Il segreto? – Le migliori semole del mondo, lentezza e delicatezza,“questo è il metodo”, risponderebbe con algida semplicità Benedetto Cavalieri, ormai per tutti , il “signore della pasta”. Un virtuoso esempio seguito nel solco della qualità altre aziende salentine, piccole, ma di qualità, come Italian Taste s.r.l. di Maglie, giovane realtà, che gode dell’esperienza imprenditoriale della famiglia Doria, si propone con formati innovativi, ma legati alla tradizione nelle materie prime in primis l’orzo e il farro.
Ultimo nelle dimensioni, ma certamente fra i primi in Italia per qualità è il Pastificio del Duca di Parabita, di Daniele Marsano, un’artista a tutto tondo che dopo aver lasciato il segno nella musica con ardite ed originali sperimentazioni sonore è stato rapito dal fascino della trafilatura, ove, raggiunti i parametri di eccellenza con la linea classica, sta mietendo qualificati consensi con la sua “pasta funzionale”, ovvero con tutta una gamma di formati integrati con altri alimenti: cacao amaro, vincotto, mandorle, pomodoro, vino Primitivo, vino Negroamaro, birra “Verdi Imperial Stout”… solo, prodotti eccellenti che non si limitano ad aggiungere colore, bensì gusto e nuove proprietà nutrizionali, il tutto senza compromettere il reticolo proteico e la conseguente tenuta in cottura della pasta. Nessun segreto, ma una lunga, seria e meticolosa sperimentazione, un’attitudine collaudata nella musica ed oggi votata alla ricerca del meglio, questo è il suo metodo.

■ ■ ■ ■

** COMPITO ASSEGNATO A **
Nel testo sui pastifici salentini, in quale campo Daniele Marsano aveva lasciato il segno prima di dedicarsi alla pasta?
** COMPITO ASSEGNATO B **
Prosegui il testo sui pastifici salentini dopo la sua ultima frase.

■ ■ ■ ■

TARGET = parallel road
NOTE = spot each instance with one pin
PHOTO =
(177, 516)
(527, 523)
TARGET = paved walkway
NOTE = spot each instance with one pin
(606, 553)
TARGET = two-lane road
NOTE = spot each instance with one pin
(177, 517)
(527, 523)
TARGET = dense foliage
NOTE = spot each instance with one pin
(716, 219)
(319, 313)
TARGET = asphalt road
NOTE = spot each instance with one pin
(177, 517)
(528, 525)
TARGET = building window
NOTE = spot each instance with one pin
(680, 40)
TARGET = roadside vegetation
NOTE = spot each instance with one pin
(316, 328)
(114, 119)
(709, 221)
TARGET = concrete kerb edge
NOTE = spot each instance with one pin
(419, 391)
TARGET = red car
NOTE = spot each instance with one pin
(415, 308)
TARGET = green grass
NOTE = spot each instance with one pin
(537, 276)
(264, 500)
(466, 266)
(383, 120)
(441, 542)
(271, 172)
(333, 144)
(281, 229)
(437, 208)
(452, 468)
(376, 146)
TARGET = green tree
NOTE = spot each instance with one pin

■ ■ ■ ■

** RISULTATO FINALE A **
Nella musica, con ardite e originali sperimentazioni sonore.

** RISULTATO FINALE B **
Pasta, istruzioni per l’uso
La pasta si divide in due grandi categorie: secca e fresca. Quella secca, in base alla legge 580 del 1967, deve essere prodotta esclusivamente con semola di grano duro ed acqua. L’aggiunta anche parziale di farina di grano tenero, costituisce frode. Secondo la migliore tradizione si ottiene da semole di grano duro ricche di glutine, impastate con una percentuale d’acqua che va da 18 al 35%. Il composto viene impastato e pressato (gramolatura), poi sagomato attraverso un disco di bronzo, rame o teflon traforato in numerosissime forme (trafile). Segue il processo di essiccazione, che può essere naturale o industriale e di confezionamento. Per fare una buona scelta è bene orientarsi su paste trafilate al bronzo e sottoposte ad un processo d’essiccazione più lento e naturale possibile che salvaguarda di gran lunga la tenuta in cottura, il gusto ed i principi nutritivi che invece vengono largamente denaturati nei processi industriali ad alta temperatura.
La valutazione di qualità della pasta a crudo deve tenero conto dei seguenti fattori:
– la superficie si deve presentare uniforme, liscia, ma leggermente porosa onde permetterle di trattenere il condimento;
– spezzandola, deve emettere un suono secco e mostrare una frattura lucida e spigolosa;
– il colore deve essere giallo ambrato e omogeneo, senza puntinature evidenti, indice di lavorazioni imperfette o dell’aggiunta di farine di grano tenero;
– in cottura deve emanare un buon profumo di grano e deve essere moderatamente sapida;
– dopo essere stata scolata deve rimanere tenace ed elastica e non deve incollarsi né perdere compattezza;
– non deve disperdere amidi nell’acqua facendola divenire lattiginosa.
Vi invio pure questa gustosa poesia in vernacolo sui maccheroni del poeta salentino Francesco Morelli (Squinzano 1878-1965)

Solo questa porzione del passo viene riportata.